**Aim of the task:**
Print the listing below exactly as written.

* * * * * * *

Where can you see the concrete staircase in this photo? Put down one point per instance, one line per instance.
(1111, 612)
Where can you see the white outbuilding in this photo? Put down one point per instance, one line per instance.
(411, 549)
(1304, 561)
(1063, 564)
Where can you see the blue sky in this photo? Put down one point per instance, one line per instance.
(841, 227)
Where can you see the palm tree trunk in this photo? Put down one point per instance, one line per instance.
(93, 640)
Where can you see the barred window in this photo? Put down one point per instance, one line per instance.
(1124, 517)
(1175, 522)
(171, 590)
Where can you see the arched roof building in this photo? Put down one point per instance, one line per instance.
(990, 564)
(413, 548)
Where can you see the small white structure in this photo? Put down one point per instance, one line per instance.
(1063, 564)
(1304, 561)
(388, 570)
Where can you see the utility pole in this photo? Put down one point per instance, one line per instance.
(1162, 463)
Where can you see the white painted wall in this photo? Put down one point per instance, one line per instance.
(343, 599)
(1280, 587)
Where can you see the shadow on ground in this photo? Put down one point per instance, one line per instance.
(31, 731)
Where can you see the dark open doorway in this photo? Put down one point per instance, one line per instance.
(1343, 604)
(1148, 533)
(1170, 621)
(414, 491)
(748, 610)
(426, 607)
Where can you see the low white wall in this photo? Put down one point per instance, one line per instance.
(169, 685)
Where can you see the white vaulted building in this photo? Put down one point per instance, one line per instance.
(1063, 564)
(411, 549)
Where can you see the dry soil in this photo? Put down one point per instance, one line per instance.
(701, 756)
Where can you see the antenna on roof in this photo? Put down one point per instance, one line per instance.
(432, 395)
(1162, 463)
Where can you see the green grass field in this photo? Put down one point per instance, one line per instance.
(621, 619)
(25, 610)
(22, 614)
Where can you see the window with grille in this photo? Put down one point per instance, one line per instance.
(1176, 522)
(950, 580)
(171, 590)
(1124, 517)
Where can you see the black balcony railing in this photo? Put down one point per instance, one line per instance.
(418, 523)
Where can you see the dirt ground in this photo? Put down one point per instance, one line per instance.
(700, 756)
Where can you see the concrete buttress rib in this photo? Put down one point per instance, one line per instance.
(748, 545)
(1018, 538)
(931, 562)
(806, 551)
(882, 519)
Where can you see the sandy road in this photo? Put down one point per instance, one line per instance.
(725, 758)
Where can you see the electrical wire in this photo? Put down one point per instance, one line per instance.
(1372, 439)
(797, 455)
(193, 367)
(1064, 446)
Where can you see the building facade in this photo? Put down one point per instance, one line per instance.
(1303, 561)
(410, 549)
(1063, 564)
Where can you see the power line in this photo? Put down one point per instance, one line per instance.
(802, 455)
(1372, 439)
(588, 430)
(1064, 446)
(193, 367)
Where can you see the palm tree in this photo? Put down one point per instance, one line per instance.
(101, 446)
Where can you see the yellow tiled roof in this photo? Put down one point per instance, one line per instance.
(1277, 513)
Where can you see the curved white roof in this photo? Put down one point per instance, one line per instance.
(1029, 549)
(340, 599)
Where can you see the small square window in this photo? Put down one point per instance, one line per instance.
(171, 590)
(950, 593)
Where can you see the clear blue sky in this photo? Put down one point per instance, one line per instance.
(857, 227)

* * * * * * *

**Exercise output:**
Where can you see the concrete staircase in this photo? Put down one point per instance, one line per instance.
(1111, 612)
Where can you see the white outbuilding in this photo? Put down one point per instance, one line per instance.
(411, 549)
(1304, 561)
(1063, 564)
Where can you see the blue sky in this photo? Put down one point per instance, one line per instance.
(841, 227)
Where can you see the palm tree trunk in this photo? Put down one point per instance, one line per instance.
(93, 640)
Where can you see the barred window in this photo? Put down one point per instance, one line per instance.
(1124, 517)
(1175, 522)
(171, 590)
Where can you see the arched roof building in this photo? Put down one point per instance, one line per instance.
(990, 564)
(413, 548)
Where can you see the small white structure in this photo? Put down one point per instance, one line per instance.
(1063, 564)
(1304, 561)
(388, 570)
Where can you see the utility pole in this photo? Put down one point per instance, one line per instance.
(1162, 463)
Where can you see the white painted wall in this photo? Put down one point per instance, one line per instance.
(343, 599)
(1280, 587)
Where can you see the shadow on ground in this photo? Put down one point per instance, one line per instance.
(31, 731)
Where can you see the dark open doorway in this photo? Put down one point per instance, one line per instance.
(1343, 604)
(1148, 533)
(1170, 621)
(414, 491)
(748, 610)
(426, 607)
Where can you see the low white wall in this photo? Put down one point per instance, one line per instance.
(169, 685)
Where can you see the white vaulted building in this photo? Put down one point per instance, one line per instance.
(1063, 564)
(411, 549)
Where can you see the dry soil in this photo? Put down one point per instance, one line per instance.
(701, 756)
Where can you see the antenna on roof in this photo? Put down one point per instance, one line per instance.
(432, 395)
(1162, 463)
Where can you see the green grass field in this photo? Put down one point per instance, one line per instance.
(621, 619)
(25, 610)
(22, 614)
Where can you see the window with grille in this photo? Put down one point per instance, one line per instance.
(1176, 522)
(950, 580)
(171, 590)
(1124, 517)
Where can you see the black balcony railing in this photo? Put down one point per instance, one line per instance.
(418, 523)
Where can you see the dirt ground in this photo? Put down one point per instance, one line per instance.
(700, 756)
Where can you see the concrete buttress rib in this photo? Put down one point per instance, one line per instance.
(748, 545)
(1018, 538)
(931, 562)
(806, 551)
(882, 519)
Where can you see the sandy road in this photo? Put down one point per instance, one line per instance.
(725, 758)
Where can you see the electrical wire in this photo? Put down one point per instance, one line per instance.
(1372, 439)
(797, 455)
(193, 367)
(1064, 446)
Where can you see the building facade in this photo? Put down one point per instance, one line per instance.
(1303, 561)
(410, 549)
(1063, 564)
Where can you see the power line in this photo? Put down one point per instance, one line per instance.
(802, 455)
(1372, 439)
(588, 430)
(1064, 446)
(193, 367)
Where can you see the palm tree in this photo? Put down one point per instance, one line per instance.
(101, 446)
Where can you see the yellow tiled roof in this photo? Put down one point per instance, one line per instance.
(1277, 513)
Where can you see the curved white roof in this photo? Put down one point per instance, one line per instance.
(1029, 549)
(340, 599)
Where can you see the small square window in this photo? Put down one point per instance, one line per instance.
(171, 590)
(950, 593)
Where can you see the clear blue sky in this photo? Put down one point per instance, one line per instance.
(857, 227)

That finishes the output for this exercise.